* _Description of the task_
Return the rows below word for word, beginning with the row that contains "tire -> box" and stopping after the row that contains "(194, 26), (272, 46)".
#####
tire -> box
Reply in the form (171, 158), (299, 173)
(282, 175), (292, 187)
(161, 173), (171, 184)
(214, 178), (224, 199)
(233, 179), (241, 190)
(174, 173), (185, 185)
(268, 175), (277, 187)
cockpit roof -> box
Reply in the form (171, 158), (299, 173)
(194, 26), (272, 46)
#####
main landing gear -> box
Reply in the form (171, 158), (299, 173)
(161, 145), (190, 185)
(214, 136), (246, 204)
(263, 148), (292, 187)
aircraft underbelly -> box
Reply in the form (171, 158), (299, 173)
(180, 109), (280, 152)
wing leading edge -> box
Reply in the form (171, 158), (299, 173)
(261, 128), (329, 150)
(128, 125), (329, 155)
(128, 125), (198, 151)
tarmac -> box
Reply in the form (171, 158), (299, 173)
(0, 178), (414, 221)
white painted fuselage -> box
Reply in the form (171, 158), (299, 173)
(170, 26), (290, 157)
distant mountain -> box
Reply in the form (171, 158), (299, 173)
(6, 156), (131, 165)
#####
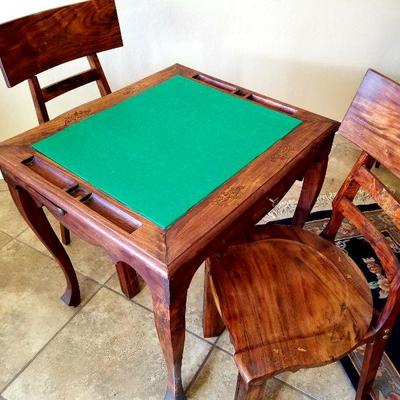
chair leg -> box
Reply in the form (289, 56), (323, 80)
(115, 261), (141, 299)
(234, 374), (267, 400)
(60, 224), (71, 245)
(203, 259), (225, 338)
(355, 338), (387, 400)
#####
* _The output_
tire -> box
Reply in the form (171, 158), (299, 173)
(282, 175), (292, 187)
(161, 173), (171, 184)
(214, 178), (224, 199)
(233, 179), (241, 190)
(174, 173), (185, 185)
(268, 175), (277, 187)
cockpit roof -> box
Reply in the form (171, 158), (299, 173)
(194, 26), (272, 46)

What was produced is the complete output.